-- START --
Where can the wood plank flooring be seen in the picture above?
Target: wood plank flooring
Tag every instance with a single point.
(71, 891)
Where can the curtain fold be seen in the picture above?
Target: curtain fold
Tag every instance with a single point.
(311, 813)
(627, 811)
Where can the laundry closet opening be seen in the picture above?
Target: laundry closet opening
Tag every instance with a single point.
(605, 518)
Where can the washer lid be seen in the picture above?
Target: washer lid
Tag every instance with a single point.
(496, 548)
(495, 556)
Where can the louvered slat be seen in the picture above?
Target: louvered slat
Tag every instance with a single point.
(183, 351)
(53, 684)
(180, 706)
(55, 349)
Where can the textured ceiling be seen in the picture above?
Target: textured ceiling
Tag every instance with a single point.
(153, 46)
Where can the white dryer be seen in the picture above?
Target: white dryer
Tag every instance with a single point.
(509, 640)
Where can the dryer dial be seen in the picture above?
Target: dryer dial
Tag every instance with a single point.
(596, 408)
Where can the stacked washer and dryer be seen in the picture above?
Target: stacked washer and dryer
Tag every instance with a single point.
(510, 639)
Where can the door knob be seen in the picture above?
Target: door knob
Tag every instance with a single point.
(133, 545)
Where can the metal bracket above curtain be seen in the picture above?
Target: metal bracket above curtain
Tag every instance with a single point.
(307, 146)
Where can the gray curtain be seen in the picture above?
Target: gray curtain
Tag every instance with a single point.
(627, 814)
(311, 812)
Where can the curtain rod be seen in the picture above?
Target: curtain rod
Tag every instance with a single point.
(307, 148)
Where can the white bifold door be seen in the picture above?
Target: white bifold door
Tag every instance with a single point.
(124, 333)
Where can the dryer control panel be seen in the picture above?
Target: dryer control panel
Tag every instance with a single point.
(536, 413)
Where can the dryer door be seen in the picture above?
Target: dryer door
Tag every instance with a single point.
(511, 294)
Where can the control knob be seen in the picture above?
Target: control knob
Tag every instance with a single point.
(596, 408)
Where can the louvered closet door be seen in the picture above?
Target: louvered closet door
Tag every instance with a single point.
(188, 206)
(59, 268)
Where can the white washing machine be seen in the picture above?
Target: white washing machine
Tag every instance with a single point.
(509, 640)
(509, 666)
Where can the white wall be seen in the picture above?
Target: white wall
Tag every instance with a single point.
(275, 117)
-- END --
- **Set task**
Each line in the material above must be retyped without alteration.

- **Exercise solution**
Where can the wood plank flooring be seen in the picture above?
Target: wood plank flooring
Tag every instance with a single point.
(71, 891)
Where can the curtain fold be seen in the picture above?
Target: curtain fold
Tag every instance with a single point.
(311, 813)
(627, 811)
Where can the laundry closet opening be seen in the picture above?
Target: laundry closet opening
Tag every instance with a single point.
(605, 518)
Where can the washer lid be seen in the picture above?
Target: washer lid
Tag every instance with a single point.
(496, 548)
(495, 556)
Where can the louvered slat be seen in the picture above?
Target: louvered slat
Tag every instance with a single point.
(183, 351)
(53, 684)
(180, 706)
(55, 349)
Where can the textured ceiling be seen in the picture above?
Target: textured ceiling
Tag every instance with a single point.
(153, 46)
Where can the white dryer be seen in the picture above?
Target: white dryer
Tag every instance with a single point.
(509, 640)
Where can the dryer dial be seen in the picture above?
Target: dryer dial
Tag every instance with a single point.
(596, 408)
Where can the stacked washer and dryer be seen in the picture above?
Target: stacked washer and dryer
Tag every instance with a single point.
(510, 639)
Where can the door knob be seen in the picture above?
Target: door knob
Tag every instance with a single point.
(133, 545)
Where can the metal bracket above curtain be seen in the picture above?
Target: metal bracket above curtain
Tag every instance with a single point.
(307, 146)
Where can the gray curtain be seen in the picture above?
Target: gray curtain
Tag every instance with a single point.
(627, 814)
(311, 812)
Where can the curtain rod be seen in the picture above?
Target: curtain rod
Tag every instance with a single point.
(307, 148)
Where can the white bifold door be seen in the picture above?
Target: white bifold door
Tag every instance with a single point.
(124, 333)
Where can the dryer control panel be seen in the picture above?
Target: dryer control panel
Tag every instance with a single point.
(536, 413)
Where can the dryer door be seen in the picture above?
Target: dryer door
Tag every instance with a single point.
(511, 294)
Where can the control knob be seen in the picture above?
Target: control knob
Tag every instance with a single point.
(596, 408)
Where can the louvered closet door be seen in the picture above?
Target: louvered closet door
Tag every instance with a single point.
(188, 206)
(59, 268)
Where can the white washing machine be seen in the picture above?
Target: white washing machine
Tag every instance with a single point.
(509, 640)
(509, 666)
Where can the white wall be seen in the picture above?
Target: white wall
Tag every instance with a single point.
(275, 117)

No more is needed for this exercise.